Exercise prompt: Reproduce, word for word, the stretch of the Buru friarbird text from "It is endemic" through "moist montane forests.".

Text under study:
Scientific classification
- Kingdom: Animalia
- Phylum: Chordata
- Class: Aves
- Order: Passeriformes
- Family: Meliphagidae
- Genus: Philemon
- Species: P. moluccensis
- Binomial name: Philemon moluccensis (Gmelin, JF, 1788)

= Buru friarbird =

- Genus: Philemon
- Species: moluccensis
- Authority: (Gmelin, JF, 1788)
- Conservation status: LC

Species of bird

The Buru friarbird or black-faced friarbird (Philemon moluccensis) is a species of bird in the family Meliphagidae.
It is endemic to the island of Buru in the Maluku Islands, Indonesia.

Its natural habitats are subtropical or tropical moist lowland forests and subtropical or tropical moist montane forests.

==Taxonomy==
The Buru friarbird was formally described in 1788 by the German naturalist Johann Friedrich Gmelin in his revised and expanded edition of Carl Linnaeus's Systema Naturae. He placed it with the bee-eaters in the genus Merops and coined the binomial name Merops moluccensis. Gmelin based his description on "Le Polochion" that had been described by the French polymath Comte de Buffon in 1779 and the "Moluccan bee-eater" that had been described by the English ornithologist John Latham in 1782. Latham had examined a specimen belonging to the Leverian Museum in London. The Buru friarbird is now one of 18 honeyeaters placed in the genus Philemon that was introduced in 1816 by the French ornithologist Louis Pierre Vieillot. The species is monotypic: no subspecies are recognised.

The Buru friarbird was formerly considered to be conspecific with the Tanimbar friarbird (Philemon plumigenis) with the common name "black-faced friarbird". The Buru friarbird is more similar in appearance to the Seram friarbird (Philemon subcorniculatus) than it is to the Tanimbar friarbird.

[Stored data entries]
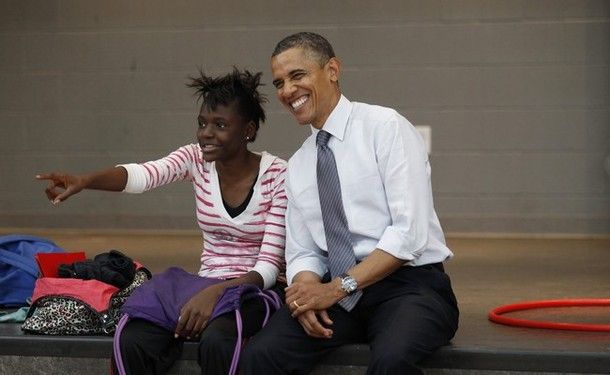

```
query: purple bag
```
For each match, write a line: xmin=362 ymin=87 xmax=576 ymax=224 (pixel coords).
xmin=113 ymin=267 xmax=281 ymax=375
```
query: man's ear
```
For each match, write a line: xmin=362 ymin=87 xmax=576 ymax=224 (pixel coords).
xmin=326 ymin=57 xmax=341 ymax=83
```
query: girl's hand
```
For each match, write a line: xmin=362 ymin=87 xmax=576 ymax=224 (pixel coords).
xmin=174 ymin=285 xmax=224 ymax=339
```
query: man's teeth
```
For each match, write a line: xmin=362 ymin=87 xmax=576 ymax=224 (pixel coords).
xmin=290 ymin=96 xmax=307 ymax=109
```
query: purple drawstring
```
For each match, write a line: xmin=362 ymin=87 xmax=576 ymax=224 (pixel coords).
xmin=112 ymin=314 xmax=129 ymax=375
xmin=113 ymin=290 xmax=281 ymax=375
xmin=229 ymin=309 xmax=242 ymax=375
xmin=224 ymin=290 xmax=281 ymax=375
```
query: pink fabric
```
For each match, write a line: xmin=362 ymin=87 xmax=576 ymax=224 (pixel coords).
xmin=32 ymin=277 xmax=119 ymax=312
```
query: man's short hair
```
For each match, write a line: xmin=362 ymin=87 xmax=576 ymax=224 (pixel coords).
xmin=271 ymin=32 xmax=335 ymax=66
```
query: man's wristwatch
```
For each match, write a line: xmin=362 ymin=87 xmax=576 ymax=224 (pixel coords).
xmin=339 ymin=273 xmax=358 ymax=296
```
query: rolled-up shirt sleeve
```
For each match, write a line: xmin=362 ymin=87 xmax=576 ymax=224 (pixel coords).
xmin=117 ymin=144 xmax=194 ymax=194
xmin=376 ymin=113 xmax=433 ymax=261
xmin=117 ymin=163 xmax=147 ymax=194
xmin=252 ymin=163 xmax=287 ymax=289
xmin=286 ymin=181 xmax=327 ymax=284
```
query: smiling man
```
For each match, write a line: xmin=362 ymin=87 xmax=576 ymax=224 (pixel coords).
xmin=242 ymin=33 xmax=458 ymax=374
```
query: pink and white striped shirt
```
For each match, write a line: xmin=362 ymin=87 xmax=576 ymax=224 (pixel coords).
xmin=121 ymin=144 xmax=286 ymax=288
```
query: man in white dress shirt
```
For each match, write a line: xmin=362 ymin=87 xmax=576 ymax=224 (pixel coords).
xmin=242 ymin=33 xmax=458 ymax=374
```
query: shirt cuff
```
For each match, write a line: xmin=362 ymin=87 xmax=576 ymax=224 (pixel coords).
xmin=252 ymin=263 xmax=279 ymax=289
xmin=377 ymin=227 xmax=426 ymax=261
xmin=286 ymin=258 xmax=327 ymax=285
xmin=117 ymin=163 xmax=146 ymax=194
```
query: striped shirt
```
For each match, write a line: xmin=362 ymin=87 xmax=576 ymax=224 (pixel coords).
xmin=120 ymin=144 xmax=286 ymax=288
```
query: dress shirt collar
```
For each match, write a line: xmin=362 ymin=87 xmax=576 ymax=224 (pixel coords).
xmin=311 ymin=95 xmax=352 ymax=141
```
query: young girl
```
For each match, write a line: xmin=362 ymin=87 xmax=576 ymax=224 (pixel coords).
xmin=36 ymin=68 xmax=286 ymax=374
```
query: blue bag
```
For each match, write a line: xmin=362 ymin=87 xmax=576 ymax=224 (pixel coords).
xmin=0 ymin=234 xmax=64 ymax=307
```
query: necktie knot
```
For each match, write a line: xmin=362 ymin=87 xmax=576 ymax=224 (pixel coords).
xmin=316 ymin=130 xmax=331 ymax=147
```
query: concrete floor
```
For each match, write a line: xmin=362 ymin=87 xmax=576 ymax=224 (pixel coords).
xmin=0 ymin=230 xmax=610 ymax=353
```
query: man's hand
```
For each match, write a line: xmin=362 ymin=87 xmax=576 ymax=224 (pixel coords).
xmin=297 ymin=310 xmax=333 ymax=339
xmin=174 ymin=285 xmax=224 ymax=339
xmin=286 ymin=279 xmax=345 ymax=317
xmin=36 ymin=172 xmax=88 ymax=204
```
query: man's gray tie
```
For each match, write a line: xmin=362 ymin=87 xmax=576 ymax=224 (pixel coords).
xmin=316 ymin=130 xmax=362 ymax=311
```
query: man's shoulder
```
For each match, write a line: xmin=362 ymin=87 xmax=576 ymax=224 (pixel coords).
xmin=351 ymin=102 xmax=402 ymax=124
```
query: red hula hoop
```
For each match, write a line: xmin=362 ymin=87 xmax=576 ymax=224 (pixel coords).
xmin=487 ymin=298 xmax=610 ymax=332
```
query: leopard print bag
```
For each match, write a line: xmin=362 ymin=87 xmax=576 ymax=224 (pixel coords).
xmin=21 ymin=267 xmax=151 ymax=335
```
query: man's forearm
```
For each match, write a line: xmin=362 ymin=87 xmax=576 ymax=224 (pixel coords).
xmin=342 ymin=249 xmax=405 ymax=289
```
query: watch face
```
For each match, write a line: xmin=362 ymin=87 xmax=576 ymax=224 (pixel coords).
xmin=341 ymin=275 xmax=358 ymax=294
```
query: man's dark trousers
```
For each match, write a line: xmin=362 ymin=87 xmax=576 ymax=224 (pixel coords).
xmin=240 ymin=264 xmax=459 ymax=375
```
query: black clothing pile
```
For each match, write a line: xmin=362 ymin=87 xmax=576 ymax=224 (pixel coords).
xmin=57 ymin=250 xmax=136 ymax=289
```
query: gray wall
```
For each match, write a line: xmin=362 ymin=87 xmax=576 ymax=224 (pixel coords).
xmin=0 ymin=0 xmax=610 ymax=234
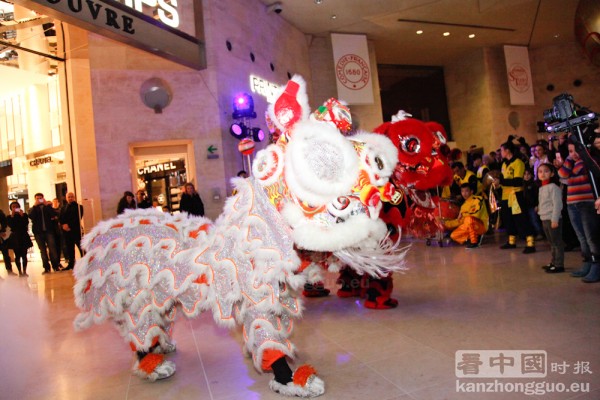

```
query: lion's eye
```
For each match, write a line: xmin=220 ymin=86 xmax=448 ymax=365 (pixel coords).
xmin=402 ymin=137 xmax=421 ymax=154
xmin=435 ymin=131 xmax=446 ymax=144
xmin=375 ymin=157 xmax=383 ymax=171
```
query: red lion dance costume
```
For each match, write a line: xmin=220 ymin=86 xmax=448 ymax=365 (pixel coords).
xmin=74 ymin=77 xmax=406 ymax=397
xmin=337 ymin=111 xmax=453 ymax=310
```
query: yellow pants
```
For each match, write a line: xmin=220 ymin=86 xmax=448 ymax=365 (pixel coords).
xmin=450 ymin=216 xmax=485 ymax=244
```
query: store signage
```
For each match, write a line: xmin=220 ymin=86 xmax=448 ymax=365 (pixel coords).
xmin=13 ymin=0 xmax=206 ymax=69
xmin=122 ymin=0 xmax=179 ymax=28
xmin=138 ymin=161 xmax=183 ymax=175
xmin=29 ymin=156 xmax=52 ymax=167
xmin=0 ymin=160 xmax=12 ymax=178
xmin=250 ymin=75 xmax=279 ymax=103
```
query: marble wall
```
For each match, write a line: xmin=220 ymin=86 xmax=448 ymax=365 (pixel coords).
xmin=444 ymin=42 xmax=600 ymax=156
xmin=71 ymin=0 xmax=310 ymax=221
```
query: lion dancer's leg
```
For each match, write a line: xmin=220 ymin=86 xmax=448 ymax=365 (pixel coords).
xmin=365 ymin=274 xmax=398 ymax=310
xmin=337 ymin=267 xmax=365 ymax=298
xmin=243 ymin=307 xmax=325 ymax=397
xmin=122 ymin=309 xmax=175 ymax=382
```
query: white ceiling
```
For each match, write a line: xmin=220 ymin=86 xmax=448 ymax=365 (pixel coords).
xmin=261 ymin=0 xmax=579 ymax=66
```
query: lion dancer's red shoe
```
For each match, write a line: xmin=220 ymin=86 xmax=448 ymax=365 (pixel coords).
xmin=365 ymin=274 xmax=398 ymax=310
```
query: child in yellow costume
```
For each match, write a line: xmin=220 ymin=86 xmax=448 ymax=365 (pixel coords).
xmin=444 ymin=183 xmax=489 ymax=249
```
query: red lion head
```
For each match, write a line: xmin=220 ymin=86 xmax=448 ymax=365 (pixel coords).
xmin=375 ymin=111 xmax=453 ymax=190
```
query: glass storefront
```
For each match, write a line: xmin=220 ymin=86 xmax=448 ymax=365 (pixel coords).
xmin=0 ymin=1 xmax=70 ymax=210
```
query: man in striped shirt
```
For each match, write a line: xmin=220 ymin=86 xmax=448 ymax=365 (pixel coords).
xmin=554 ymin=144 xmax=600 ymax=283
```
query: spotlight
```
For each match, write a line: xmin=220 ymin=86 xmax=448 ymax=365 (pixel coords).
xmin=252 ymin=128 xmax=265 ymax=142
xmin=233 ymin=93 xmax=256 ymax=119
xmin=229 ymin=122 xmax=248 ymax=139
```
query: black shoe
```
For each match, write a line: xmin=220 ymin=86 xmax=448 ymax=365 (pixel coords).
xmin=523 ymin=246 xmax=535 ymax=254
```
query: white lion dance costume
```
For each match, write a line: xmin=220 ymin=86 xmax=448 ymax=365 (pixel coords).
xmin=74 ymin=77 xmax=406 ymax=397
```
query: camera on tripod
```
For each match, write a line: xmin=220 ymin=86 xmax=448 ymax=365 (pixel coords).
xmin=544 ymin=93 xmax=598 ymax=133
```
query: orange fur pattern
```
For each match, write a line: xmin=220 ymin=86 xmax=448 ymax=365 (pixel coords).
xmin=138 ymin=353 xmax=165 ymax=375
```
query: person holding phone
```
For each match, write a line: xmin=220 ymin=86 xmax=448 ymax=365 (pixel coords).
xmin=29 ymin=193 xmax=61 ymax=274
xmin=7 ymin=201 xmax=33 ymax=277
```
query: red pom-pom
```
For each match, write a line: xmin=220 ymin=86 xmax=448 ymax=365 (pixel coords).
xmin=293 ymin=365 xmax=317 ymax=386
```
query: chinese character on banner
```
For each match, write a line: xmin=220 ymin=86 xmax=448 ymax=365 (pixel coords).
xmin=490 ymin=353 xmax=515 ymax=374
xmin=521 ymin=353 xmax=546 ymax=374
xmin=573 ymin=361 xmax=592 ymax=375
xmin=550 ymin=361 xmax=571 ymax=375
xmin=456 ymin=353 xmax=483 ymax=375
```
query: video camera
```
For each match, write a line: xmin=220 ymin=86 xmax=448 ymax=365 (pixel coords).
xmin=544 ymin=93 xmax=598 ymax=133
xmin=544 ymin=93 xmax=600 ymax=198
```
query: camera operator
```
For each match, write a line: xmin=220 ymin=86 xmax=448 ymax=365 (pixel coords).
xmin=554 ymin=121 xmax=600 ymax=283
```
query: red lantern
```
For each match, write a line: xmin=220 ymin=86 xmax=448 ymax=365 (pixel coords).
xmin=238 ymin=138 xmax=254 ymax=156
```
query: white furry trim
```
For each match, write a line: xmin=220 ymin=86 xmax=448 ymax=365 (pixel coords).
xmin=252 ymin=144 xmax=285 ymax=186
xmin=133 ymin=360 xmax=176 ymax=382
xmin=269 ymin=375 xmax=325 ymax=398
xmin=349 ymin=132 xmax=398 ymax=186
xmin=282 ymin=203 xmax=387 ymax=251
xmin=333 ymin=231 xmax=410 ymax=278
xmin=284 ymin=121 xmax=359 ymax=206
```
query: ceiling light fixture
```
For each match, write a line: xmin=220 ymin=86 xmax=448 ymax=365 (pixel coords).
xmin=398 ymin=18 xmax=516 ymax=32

Result:
It is endemic to the island of Buru in the Maluku Islands, Indonesia.

Its natural habitats are subtropical or tropical moist lowland forests and subtropical or tropical moist montane forests.